* BEGIN Data provided *

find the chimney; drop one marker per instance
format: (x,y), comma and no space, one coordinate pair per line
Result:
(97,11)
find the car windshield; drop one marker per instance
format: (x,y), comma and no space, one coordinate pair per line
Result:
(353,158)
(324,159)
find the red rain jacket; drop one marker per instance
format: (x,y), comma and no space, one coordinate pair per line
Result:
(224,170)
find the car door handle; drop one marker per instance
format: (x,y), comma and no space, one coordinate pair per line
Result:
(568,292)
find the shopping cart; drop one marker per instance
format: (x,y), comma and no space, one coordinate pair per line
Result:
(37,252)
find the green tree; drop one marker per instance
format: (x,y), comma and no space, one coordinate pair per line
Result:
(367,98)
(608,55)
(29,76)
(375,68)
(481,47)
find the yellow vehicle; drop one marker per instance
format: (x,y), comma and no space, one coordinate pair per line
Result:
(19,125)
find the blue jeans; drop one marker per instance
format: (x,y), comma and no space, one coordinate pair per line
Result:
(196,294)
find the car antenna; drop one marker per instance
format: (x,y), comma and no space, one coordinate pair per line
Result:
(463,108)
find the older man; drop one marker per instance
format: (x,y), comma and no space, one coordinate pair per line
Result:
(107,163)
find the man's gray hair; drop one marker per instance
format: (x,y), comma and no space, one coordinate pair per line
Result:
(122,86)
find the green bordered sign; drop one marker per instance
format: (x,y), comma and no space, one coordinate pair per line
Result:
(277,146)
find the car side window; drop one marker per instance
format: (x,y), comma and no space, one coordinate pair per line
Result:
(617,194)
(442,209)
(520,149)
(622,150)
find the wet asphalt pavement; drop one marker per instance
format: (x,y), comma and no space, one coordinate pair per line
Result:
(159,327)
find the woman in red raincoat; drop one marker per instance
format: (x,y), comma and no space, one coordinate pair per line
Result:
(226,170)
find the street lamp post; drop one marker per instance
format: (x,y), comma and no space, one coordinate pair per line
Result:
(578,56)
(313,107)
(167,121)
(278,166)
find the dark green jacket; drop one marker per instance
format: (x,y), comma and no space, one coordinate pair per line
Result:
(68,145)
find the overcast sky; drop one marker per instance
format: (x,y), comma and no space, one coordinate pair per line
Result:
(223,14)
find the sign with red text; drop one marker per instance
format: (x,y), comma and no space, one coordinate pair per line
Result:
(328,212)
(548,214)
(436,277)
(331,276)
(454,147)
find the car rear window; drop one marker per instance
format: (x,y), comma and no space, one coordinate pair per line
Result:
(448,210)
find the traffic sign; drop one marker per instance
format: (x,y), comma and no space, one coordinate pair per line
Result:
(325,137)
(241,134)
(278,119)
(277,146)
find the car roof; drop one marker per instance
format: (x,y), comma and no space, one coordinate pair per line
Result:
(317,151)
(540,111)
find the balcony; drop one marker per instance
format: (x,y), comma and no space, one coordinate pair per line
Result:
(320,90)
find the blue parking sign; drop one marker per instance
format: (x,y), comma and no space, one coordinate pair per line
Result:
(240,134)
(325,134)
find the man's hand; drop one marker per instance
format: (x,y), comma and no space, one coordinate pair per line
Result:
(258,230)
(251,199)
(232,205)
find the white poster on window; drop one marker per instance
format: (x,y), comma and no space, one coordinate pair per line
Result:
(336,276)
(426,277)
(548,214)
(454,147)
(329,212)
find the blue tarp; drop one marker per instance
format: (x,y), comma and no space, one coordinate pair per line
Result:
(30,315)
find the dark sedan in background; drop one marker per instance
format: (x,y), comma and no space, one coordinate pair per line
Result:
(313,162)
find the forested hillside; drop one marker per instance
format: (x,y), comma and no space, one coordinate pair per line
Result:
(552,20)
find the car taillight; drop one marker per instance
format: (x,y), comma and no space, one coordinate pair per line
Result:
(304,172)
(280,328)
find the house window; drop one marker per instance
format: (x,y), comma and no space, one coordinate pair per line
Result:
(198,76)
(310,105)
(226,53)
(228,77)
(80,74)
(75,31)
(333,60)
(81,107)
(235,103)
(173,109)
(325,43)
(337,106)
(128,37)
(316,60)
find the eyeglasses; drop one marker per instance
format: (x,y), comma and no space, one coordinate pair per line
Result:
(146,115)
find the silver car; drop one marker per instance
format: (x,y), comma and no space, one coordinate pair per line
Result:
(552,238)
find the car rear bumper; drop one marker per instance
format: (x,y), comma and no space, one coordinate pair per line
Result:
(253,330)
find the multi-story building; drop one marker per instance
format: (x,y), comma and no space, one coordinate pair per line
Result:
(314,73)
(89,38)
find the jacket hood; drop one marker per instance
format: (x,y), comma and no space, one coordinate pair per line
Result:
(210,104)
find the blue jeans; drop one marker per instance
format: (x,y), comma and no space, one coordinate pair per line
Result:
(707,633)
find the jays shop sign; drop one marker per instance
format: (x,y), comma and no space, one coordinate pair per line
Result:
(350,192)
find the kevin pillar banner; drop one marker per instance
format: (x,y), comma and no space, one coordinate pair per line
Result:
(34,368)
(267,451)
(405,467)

* END Data provided *

| Directive |
Retype the data exactly as given.

| Written answer |
find the chimney; drop one marker per instance
format: (x,y), comma and no space, one coordinate pair per line
Result:
(97,11)
find the car windshield; drop one marker per instance
format: (x,y), comma and no space, one coordinate pair per line
Result:
(353,158)
(324,159)
find the red rain jacket; drop one marker per instance
format: (x,y), comma and no space, one coordinate pair per line
Result:
(224,170)
find the car door handle; drop one marker per instance
format: (x,y), comma and no space, one coordinate pair per line
Result:
(568,292)
find the shopping cart; drop one marker per instance
format: (x,y), comma and no space, one coordinate pair per line
Result:
(37,252)
find the green tree; drop one marker per instance
format: (x,y), comma and no space, one coordinate pair per line
Result:
(367,98)
(608,55)
(29,76)
(375,68)
(481,47)
find the yellow vehicle; drop one marker per instance
format: (x,y), comma and no space, one coordinate pair per line
Result:
(19,125)
find the blue jeans; drop one marker per instance
format: (x,y), comma and no space, one coordinate pair per line
Result:
(196,294)
find the car antenna; drop one marker per instance
format: (x,y), comma and no space, one coordinate pair per line
Result:
(463,108)
find the older man; drop one marker per instance
format: (x,y), comma and no space, one coordinate pair per line
Result:
(107,163)
find the man's gray hair; drop one marker per instance
format: (x,y), comma and no space, one coordinate pair per line
Result:
(122,86)
find the green bordered sign; drop one marker per instance
format: (x,y), comma and no space, one coordinate pair per line
Result:
(277,146)
find the car side window; drop one marker per instance
format: (x,y), comma and no space, one coordinate pair per line
Result:
(617,194)
(442,209)
(520,149)
(622,150)
find the wet asphalt pavement; drop one marker per instance
format: (x,y), comma and no space, one coordinate pair per line
Result:
(159,327)
find the woman in red raincoat; drop one marker per instance
format: (x,y), comma and no space, one coordinate pair per line
Result:
(226,170)
find the street lamp post; drop one marker per instance
format: (x,y), comma and no space, one coordinate pair per line
Result:
(578,56)
(313,107)
(167,121)
(278,166)
find the dark green jacket; drop one marker per instance
format: (x,y), comma and no space, one coordinate pair per line
Result:
(68,145)
find the overcast sky; drop one marker per instance
format: (x,y), comma and no space, one coordinate pair per line
Result:
(223,14)
find the sign with red text; drop one marker per instance
format: (x,y), comma and no space, one coordinate pair per line
Result:
(328,212)
(548,214)
(436,277)
(331,276)
(454,147)
find the car rear window; drop one marker per instance
format: (x,y), comma and no space, one coordinate pair per line
Result:
(448,210)
find the traffic sign; drop one marker per instance
format: (x,y), comma and no space, one coordinate pair per line
Result:
(325,137)
(241,134)
(278,119)
(277,146)
find the car roof; drop one marker per instance
format: (x,y), comma and no space, one coordinate pair per line
Result:
(317,151)
(540,111)
find the balcony; drop one marker per instance
format: (x,y), comma and no space, one coordinate pair per line
Result:
(320,90)
find the blue parking sign; drop one marker per instance
format: (x,y), comma and no space, one coordinate pair per line
Result:
(240,134)
(325,134)
find the man's hand; drop one marker per instance
format: (x,y), comma and no space, one coordinate pair per line
Result:
(258,230)
(251,199)
(232,205)
find the white poster on window; drop one marker per instance
format: (x,y), comma and no space, one coordinate pair per line
Result:
(336,276)
(426,277)
(548,214)
(454,147)
(329,212)
find the blue tarp; drop one marker per instance
format: (x,y), comma and no space, one coordinate pair per line
Result:
(30,315)
find the dark sedan in background; drop one marker per instance
format: (x,y), comma and no space, one coordinate pair per line
Result:
(313,162)
find the forested hillside; drop one marker per instance
format: (x,y), comma and no space, one coordinate pair per line
Result:
(552,20)
find the car taillight; drop one marker per instance
format: (x,y), comma and no space, one coordinate pair per line
Result:
(304,172)
(280,328)
find the house window; drop one marker per instance
format: (x,y), comma and no space, one coordinate pair per line
Result:
(198,76)
(310,105)
(226,53)
(228,77)
(80,74)
(75,31)
(333,60)
(81,107)
(235,103)
(173,109)
(325,43)
(337,106)
(128,37)
(316,60)
find the eyeglasses; drop one marker per instance
format: (x,y), comma and no space, one coordinate pair per line
Result:
(146,115)
find the silver car; drop one marker per instance
format: (x,y), comma and no space, one coordinate pair per line
Result:
(552,238)
find the car rear bumper; drop one marker per instance
format: (x,y), comma and no space, one coordinate pair per line
Result:
(253,330)
find the multi-story building; drop one marker per instance
format: (x,y), comma and no space, one coordinate pair per line
Result:
(314,73)
(89,38)
find the jacket hood; drop one marker per instance
format: (x,y), comma and no space, one coordinate pair per line
Result:
(210,104)
find the blue jeans; drop one marker per instance
format: (x,y), comma and no space, one coordinate pair per line
Result:
(707,633)
find the jays shop sign; drop one marker per instance
format: (x,y), comma and no space, one coordinate pair per line
Result:
(350,192)
find the kevin pillar banner; drop one marker per instance
format: (x,y), comma and no space, one coordinate pair per line
Result:
(34,368)
(267,451)
(405,467)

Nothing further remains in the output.